SET PROBLEM - List every line of the material that contains the word "white". Case counts.

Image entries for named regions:
--
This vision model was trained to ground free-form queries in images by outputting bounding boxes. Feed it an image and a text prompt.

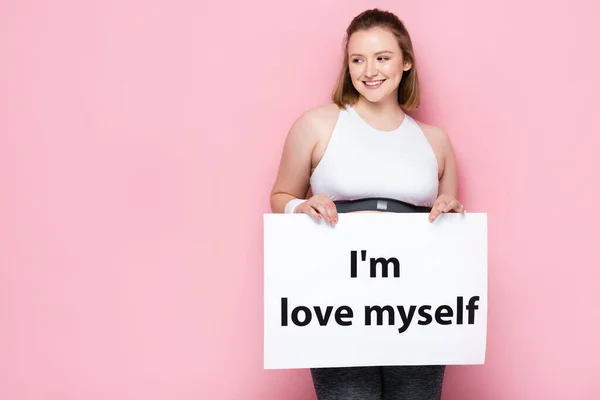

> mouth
[363,79,385,89]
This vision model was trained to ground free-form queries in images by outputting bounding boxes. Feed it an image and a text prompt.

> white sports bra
[310,106,439,207]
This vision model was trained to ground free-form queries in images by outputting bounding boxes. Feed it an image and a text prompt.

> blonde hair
[332,8,420,110]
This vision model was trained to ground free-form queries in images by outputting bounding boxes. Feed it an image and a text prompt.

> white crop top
[310,106,439,207]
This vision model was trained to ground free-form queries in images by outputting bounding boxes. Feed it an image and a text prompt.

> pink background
[0,0,600,400]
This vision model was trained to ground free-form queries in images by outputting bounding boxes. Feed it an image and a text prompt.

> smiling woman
[271,9,464,400]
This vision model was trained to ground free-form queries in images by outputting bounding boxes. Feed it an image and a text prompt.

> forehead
[348,28,400,55]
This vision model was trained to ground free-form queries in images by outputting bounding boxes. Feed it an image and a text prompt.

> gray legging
[310,365,446,400]
[310,198,446,400]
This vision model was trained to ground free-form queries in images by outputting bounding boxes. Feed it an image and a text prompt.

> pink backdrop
[0,0,600,400]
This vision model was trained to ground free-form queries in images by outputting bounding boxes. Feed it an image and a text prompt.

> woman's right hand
[294,194,338,226]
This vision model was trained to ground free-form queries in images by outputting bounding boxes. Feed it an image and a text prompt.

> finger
[331,202,338,224]
[308,207,323,222]
[325,201,338,225]
[313,203,329,222]
[429,208,440,222]
[442,200,459,212]
[323,203,333,224]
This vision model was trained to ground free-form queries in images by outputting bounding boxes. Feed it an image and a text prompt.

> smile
[363,79,385,89]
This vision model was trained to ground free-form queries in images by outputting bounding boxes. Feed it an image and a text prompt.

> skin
[271,28,465,226]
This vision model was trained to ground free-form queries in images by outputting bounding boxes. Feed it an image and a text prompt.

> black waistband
[334,197,431,213]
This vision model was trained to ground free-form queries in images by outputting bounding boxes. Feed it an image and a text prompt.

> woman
[271,9,465,400]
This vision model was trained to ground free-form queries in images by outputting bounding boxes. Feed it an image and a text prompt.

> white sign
[264,212,487,369]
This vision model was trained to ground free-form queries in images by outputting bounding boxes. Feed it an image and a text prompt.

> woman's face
[348,28,411,102]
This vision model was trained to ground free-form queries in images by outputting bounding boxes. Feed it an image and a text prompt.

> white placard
[264,213,487,369]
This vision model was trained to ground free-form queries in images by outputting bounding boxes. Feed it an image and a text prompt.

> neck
[355,93,404,118]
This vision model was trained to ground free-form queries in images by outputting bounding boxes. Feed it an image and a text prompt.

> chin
[359,91,389,103]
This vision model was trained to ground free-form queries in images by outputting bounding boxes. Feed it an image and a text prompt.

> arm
[270,112,318,213]
[429,129,465,222]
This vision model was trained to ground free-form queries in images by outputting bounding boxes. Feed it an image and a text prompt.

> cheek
[348,64,361,80]
[380,63,404,76]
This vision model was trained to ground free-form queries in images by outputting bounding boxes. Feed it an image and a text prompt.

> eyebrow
[350,50,393,57]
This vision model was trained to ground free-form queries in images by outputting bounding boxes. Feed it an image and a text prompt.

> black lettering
[435,306,452,325]
[456,296,463,325]
[315,306,333,326]
[467,296,479,324]
[335,306,353,326]
[398,306,417,333]
[365,306,394,325]
[371,257,400,278]
[292,306,312,326]
[418,306,433,325]
[281,297,287,326]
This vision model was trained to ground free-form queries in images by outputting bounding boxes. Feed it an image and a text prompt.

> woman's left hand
[429,194,465,222]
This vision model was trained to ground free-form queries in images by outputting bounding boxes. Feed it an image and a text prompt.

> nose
[365,61,378,78]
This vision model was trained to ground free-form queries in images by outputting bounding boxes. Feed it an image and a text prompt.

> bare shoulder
[292,103,340,139]
[415,120,450,148]
[415,116,454,177]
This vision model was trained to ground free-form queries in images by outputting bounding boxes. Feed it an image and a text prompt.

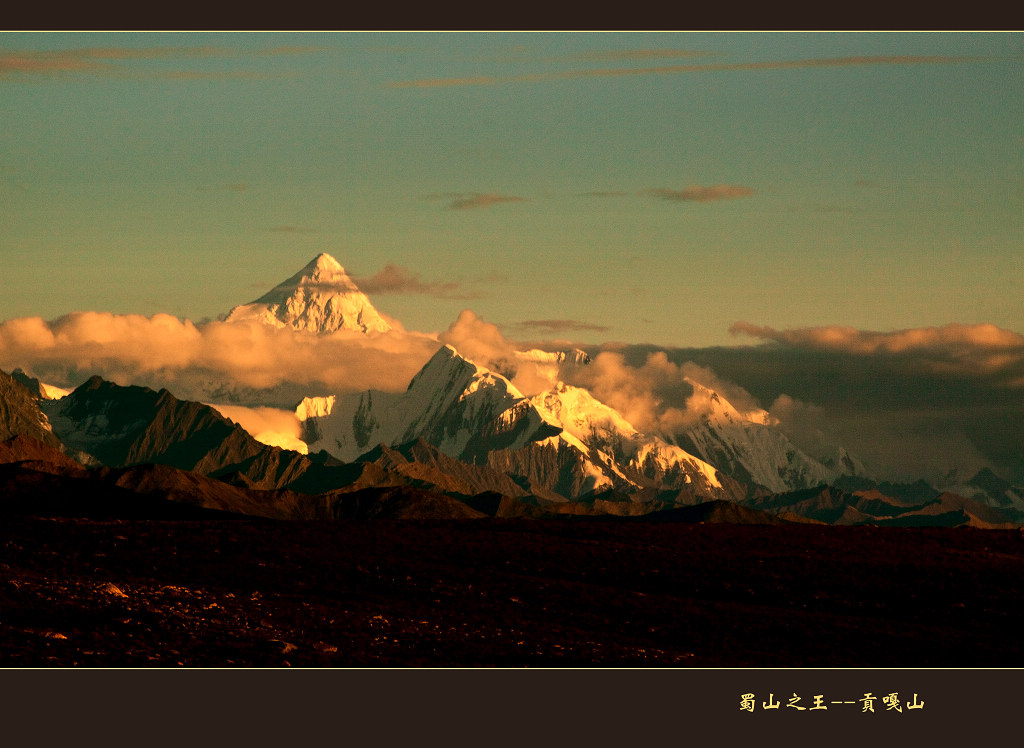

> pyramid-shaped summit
[227,252,391,333]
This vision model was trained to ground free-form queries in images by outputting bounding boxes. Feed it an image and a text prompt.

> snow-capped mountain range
[6,254,1024,518]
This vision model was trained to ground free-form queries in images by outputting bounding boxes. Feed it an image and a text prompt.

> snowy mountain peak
[227,252,391,334]
[686,377,777,426]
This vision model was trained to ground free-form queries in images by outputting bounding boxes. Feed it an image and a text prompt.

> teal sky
[0,33,1024,346]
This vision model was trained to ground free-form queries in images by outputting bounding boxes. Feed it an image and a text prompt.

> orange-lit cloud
[390,54,990,88]
[641,184,754,203]
[729,322,1024,355]
[0,311,438,405]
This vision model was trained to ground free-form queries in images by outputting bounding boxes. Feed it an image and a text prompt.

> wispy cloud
[729,322,1024,358]
[425,193,529,210]
[267,225,316,234]
[389,54,992,88]
[598,322,1024,481]
[640,184,754,203]
[353,263,480,299]
[0,47,322,80]
[506,320,611,335]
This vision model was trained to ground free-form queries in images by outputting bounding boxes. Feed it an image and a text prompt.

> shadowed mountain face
[43,377,267,473]
[0,371,60,447]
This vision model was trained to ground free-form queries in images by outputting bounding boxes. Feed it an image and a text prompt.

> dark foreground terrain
[0,516,1024,667]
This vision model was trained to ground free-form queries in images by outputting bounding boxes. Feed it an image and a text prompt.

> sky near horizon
[0,33,1024,347]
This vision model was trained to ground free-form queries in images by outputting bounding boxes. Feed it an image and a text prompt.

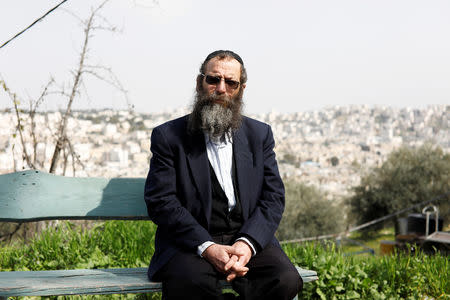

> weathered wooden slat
[0,170,148,222]
[0,267,317,297]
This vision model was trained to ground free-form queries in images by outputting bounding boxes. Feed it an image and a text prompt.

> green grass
[0,221,450,299]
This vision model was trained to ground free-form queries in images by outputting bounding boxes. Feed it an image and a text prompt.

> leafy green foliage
[284,243,450,300]
[0,221,450,300]
[0,221,155,271]
[276,181,345,240]
[349,144,450,227]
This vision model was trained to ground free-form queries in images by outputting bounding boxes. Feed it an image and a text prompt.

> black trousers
[155,238,303,300]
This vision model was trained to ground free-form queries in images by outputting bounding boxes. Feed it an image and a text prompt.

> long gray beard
[188,91,243,139]
[200,103,233,139]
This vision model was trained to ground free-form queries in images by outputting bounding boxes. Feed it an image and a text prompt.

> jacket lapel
[187,133,212,226]
[233,129,253,220]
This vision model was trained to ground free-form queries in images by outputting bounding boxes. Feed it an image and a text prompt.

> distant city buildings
[0,105,450,198]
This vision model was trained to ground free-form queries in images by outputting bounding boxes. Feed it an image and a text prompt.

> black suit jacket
[145,116,285,279]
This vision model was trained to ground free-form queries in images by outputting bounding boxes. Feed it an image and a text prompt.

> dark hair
[197,50,247,89]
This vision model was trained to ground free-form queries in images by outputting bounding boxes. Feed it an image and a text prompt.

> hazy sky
[0,0,450,113]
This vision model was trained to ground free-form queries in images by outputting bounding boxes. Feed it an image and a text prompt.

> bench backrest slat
[0,170,148,222]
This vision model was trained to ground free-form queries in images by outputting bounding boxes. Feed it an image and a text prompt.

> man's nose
[216,79,227,94]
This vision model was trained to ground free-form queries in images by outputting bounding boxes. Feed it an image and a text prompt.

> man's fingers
[230,262,249,273]
[223,255,238,271]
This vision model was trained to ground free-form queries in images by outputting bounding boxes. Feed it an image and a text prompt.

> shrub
[276,181,345,240]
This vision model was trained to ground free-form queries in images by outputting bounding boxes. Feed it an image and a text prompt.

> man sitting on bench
[145,50,302,300]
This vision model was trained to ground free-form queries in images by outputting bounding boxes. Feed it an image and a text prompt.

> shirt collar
[203,131,233,146]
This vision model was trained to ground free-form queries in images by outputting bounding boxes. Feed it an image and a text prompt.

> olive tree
[349,144,450,227]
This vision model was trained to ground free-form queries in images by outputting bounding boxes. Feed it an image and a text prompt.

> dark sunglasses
[201,74,240,90]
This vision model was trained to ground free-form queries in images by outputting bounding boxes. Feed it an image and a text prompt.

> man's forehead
[206,57,241,76]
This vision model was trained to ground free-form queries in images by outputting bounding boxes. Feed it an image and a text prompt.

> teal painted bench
[0,170,318,300]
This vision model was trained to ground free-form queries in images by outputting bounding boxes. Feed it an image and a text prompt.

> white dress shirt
[197,133,256,256]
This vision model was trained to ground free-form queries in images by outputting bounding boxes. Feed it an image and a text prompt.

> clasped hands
[202,240,252,282]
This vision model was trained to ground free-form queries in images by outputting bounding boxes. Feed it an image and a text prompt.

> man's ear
[195,75,203,92]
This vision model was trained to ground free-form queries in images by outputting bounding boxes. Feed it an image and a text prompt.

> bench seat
[0,170,318,300]
[0,267,318,299]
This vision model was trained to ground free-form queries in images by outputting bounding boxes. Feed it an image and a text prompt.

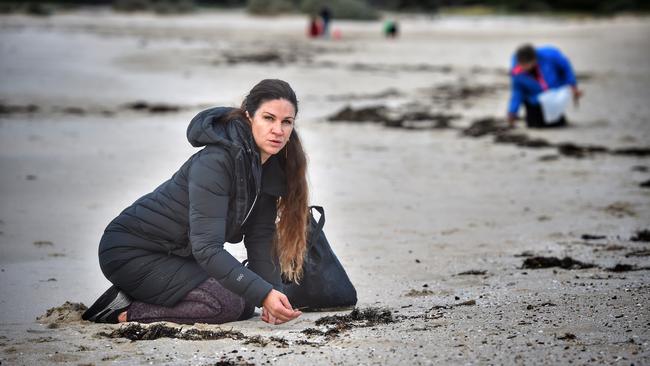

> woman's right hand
[262,290,302,324]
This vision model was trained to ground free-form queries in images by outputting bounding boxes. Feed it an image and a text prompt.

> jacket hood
[187,107,257,154]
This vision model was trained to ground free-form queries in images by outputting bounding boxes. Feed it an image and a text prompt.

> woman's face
[246,99,296,163]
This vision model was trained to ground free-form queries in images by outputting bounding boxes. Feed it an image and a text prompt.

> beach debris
[36,301,88,324]
[630,229,650,242]
[494,133,553,149]
[424,81,508,105]
[404,289,433,297]
[124,101,182,113]
[384,111,460,130]
[557,142,609,159]
[580,234,607,240]
[316,307,395,327]
[605,263,650,272]
[302,307,396,339]
[603,201,636,218]
[327,88,404,101]
[555,333,576,341]
[98,322,247,341]
[461,117,510,138]
[327,105,388,122]
[328,105,460,130]
[612,147,650,157]
[625,249,650,258]
[515,250,535,257]
[456,269,487,276]
[214,356,255,366]
[537,154,560,162]
[526,301,557,310]
[521,256,596,269]
[0,104,39,116]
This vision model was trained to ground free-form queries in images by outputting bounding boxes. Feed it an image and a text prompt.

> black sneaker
[81,286,131,324]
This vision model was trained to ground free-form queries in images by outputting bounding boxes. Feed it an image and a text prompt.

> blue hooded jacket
[508,46,577,115]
--
TASK RESULT -
> white sports bra
> white crop top
> white sign
> white placard
> white dress shirt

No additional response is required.